**What you need to do**
Format the material from the line that contains "Outline every instance of the swimmer" through the line that contains "229 157 L 234" as a Markdown table with the columns Row and Text. Put a row number in Row and the line itself in Text, and omit any blank lines.

'''

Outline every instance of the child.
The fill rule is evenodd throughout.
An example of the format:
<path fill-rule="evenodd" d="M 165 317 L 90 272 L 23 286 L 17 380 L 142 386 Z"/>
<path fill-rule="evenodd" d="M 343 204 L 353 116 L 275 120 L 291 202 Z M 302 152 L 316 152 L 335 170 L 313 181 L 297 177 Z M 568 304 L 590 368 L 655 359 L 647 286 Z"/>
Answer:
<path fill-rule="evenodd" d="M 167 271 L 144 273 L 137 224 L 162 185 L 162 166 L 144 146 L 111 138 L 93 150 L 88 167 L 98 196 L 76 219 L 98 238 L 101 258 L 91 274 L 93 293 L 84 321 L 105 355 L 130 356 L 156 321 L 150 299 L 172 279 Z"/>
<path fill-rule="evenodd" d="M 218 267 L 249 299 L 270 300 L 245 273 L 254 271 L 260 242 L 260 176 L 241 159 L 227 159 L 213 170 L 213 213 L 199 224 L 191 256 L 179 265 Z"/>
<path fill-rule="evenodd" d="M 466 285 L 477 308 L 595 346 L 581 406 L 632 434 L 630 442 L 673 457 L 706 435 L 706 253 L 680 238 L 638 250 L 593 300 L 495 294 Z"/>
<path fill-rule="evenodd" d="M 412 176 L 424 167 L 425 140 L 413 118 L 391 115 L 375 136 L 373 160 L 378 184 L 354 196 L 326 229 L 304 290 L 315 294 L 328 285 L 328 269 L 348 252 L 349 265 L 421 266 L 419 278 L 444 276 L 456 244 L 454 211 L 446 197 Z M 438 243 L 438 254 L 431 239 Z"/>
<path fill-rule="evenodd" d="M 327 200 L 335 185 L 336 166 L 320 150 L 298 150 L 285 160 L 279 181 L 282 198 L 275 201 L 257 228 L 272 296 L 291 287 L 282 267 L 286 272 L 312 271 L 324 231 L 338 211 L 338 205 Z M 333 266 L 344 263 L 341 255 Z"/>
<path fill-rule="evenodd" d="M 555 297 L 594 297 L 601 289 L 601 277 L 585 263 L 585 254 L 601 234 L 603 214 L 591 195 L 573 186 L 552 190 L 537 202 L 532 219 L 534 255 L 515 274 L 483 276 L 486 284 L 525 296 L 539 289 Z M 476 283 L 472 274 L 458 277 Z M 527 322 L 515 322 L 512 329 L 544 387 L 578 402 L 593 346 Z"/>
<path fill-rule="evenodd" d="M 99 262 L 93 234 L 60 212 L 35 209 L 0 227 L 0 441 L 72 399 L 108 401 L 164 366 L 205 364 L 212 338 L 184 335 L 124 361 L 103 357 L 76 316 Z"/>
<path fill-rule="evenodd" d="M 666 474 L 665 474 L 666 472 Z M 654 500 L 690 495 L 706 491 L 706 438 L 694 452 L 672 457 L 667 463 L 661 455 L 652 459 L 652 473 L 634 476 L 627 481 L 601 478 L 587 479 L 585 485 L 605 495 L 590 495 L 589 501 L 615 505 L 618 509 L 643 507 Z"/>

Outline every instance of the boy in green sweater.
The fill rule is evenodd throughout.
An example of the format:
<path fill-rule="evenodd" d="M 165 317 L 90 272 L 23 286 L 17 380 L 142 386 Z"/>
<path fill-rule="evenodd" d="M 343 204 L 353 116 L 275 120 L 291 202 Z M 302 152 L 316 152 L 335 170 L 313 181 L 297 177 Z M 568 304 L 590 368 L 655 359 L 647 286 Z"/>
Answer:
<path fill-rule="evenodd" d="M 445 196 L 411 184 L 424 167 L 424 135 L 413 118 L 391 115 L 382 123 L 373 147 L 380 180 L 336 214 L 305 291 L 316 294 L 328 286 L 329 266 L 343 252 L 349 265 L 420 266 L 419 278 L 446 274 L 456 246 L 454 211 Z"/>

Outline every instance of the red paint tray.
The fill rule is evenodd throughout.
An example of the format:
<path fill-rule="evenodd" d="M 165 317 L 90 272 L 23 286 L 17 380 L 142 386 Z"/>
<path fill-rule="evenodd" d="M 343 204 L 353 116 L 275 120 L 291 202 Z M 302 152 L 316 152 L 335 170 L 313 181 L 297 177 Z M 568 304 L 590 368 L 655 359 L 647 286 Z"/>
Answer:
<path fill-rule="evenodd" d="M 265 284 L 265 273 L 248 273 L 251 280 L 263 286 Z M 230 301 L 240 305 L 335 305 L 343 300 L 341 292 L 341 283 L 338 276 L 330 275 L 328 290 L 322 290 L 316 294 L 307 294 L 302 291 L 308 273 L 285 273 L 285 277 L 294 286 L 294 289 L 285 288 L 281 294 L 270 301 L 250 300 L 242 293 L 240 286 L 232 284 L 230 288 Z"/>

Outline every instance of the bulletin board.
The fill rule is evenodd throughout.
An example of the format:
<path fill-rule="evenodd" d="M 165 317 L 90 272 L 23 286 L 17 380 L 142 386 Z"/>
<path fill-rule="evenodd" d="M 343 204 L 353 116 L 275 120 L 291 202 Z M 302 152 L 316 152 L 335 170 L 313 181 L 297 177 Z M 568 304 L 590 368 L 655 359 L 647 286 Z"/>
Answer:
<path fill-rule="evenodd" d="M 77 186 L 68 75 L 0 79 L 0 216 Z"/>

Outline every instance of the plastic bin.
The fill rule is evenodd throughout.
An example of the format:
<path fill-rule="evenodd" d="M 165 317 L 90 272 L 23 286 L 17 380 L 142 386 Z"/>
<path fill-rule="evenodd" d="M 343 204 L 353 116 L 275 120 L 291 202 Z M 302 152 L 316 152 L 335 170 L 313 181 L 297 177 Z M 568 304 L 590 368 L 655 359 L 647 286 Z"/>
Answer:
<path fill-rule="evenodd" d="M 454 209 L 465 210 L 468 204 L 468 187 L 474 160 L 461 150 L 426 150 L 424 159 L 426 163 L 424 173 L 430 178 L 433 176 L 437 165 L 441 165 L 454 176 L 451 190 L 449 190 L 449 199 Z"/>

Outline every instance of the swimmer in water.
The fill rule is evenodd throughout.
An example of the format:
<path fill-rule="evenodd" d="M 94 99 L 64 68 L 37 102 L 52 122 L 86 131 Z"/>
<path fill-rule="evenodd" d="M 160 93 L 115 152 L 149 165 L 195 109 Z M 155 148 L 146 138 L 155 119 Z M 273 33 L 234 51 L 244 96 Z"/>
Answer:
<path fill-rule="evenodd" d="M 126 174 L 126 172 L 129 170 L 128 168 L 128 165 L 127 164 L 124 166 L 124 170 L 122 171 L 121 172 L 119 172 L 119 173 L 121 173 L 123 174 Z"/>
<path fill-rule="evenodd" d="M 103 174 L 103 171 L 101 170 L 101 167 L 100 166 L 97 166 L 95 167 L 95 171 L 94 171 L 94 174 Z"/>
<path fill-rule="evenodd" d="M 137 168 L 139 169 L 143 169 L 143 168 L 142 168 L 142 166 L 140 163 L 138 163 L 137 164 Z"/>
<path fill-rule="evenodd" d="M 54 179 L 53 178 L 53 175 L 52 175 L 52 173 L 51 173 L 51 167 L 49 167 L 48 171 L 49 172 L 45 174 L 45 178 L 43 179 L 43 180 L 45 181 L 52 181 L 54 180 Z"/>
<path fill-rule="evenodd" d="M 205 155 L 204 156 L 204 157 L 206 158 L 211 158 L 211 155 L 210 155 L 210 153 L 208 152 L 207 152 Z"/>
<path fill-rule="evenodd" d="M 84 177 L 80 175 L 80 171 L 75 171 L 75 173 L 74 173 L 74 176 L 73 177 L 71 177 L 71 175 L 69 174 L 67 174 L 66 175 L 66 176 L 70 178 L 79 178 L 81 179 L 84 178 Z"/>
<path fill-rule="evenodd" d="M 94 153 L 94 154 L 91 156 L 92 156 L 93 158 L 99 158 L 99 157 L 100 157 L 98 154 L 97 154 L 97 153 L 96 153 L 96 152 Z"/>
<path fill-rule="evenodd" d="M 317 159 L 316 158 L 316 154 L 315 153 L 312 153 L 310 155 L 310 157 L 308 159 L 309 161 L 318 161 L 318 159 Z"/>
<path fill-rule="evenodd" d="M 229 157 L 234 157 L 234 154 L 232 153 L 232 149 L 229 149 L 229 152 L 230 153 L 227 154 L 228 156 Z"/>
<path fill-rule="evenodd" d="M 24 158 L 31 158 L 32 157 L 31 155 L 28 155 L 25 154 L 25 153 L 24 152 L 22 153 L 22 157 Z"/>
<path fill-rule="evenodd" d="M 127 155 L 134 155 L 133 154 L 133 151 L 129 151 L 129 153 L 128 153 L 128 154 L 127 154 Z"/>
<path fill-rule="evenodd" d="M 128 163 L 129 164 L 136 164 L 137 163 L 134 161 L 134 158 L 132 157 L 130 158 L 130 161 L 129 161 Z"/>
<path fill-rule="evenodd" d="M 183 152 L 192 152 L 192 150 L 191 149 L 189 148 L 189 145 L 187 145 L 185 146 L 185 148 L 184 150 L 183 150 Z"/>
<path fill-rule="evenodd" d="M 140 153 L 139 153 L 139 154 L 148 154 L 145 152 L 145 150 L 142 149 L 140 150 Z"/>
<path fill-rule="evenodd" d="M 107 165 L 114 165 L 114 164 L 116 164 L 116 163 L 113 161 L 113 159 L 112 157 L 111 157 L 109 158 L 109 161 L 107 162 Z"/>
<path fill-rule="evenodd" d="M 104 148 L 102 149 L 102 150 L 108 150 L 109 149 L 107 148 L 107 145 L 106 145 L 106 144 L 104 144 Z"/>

'''
'''

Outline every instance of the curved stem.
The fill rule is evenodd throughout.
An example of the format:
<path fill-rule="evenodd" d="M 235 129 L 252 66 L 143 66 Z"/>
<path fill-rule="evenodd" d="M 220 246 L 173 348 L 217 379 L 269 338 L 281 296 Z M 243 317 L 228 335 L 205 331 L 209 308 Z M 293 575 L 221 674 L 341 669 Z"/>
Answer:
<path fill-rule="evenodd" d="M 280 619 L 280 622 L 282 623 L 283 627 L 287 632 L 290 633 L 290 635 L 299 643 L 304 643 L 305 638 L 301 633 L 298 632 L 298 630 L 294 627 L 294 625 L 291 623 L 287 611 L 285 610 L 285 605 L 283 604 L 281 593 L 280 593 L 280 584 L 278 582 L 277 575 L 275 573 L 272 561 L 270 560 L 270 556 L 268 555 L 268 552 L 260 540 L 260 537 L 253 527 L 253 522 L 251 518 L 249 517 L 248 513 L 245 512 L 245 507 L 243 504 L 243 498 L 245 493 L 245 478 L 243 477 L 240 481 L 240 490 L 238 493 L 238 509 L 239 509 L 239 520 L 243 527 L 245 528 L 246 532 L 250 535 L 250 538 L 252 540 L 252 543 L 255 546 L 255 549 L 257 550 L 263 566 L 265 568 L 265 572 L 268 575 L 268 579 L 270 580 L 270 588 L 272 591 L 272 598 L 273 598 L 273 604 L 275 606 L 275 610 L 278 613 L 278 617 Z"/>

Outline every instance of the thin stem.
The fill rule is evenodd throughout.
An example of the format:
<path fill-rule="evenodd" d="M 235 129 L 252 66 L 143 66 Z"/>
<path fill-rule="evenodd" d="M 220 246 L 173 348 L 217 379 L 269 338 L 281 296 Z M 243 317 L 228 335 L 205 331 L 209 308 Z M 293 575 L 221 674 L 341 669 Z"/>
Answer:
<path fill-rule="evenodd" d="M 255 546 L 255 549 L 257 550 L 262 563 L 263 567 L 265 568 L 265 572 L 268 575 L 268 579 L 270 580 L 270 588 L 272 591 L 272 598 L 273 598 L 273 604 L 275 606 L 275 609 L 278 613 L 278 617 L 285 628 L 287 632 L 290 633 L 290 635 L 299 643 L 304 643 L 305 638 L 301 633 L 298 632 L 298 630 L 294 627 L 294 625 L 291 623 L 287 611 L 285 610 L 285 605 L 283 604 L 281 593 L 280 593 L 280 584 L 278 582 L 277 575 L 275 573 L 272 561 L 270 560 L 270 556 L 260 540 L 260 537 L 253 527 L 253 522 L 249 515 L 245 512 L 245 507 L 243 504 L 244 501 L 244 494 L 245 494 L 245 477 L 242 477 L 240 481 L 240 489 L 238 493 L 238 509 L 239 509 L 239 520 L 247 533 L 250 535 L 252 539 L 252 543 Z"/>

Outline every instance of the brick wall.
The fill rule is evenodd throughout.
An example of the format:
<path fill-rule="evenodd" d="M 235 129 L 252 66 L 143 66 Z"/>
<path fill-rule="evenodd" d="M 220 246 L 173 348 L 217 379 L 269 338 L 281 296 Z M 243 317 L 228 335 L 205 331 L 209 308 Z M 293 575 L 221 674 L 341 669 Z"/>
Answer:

'''

**Result of this task**
| Row | Text |
|---|---|
| 1 | Outline every instance of the swimmer in water. |
| 2 | The fill rule is evenodd throughout. |
| 3 | An example of the format: |
| 4 | <path fill-rule="evenodd" d="M 94 99 L 64 68 L 37 102 L 52 122 L 86 131 Z"/> |
| 5 | <path fill-rule="evenodd" d="M 160 93 L 115 152 L 149 165 L 195 109 Z M 155 148 L 146 138 L 155 119 Z M 273 33 L 234 51 L 244 96 Z"/> |
| 6 | Answer: |
| 7 | <path fill-rule="evenodd" d="M 126 174 L 126 172 L 129 170 L 128 168 L 128 165 L 127 164 L 124 166 L 124 170 L 122 171 L 121 172 L 119 172 L 119 173 L 121 173 L 123 174 Z"/> |
| 8 | <path fill-rule="evenodd" d="M 103 174 L 103 171 L 101 170 L 101 167 L 100 166 L 97 166 L 95 167 L 95 171 L 94 171 L 94 174 Z"/> |
| 9 | <path fill-rule="evenodd" d="M 137 168 L 139 169 L 143 169 L 143 168 L 142 168 L 142 166 L 140 163 L 138 163 L 137 164 Z"/> |
| 10 | <path fill-rule="evenodd" d="M 54 179 L 53 178 L 53 175 L 52 175 L 52 173 L 51 173 L 51 167 L 49 167 L 48 171 L 49 172 L 45 174 L 45 178 L 43 179 L 43 180 L 45 181 L 52 181 L 54 180 Z"/> |
| 11 | <path fill-rule="evenodd" d="M 205 155 L 204 156 L 204 157 L 206 158 L 211 158 L 211 155 L 210 155 L 210 153 L 208 152 L 207 152 Z"/> |
| 12 | <path fill-rule="evenodd" d="M 84 177 L 80 175 L 80 171 L 75 171 L 75 173 L 74 173 L 74 176 L 73 177 L 71 177 L 71 175 L 69 174 L 67 174 L 66 175 L 66 176 L 70 178 L 79 178 L 81 179 L 84 178 Z"/> |
| 13 | <path fill-rule="evenodd" d="M 94 153 L 94 154 L 91 156 L 92 156 L 93 158 L 99 158 L 99 157 L 100 157 L 98 154 L 97 154 L 97 153 L 96 153 L 96 152 Z"/> |
| 14 | <path fill-rule="evenodd" d="M 317 159 L 316 158 L 316 154 L 315 153 L 312 153 L 310 155 L 310 157 L 308 159 L 309 161 L 318 161 L 318 159 Z"/> |
| 15 | <path fill-rule="evenodd" d="M 229 157 L 234 157 L 234 154 L 232 153 L 232 149 L 229 149 L 229 152 L 230 153 L 227 154 L 228 156 Z"/> |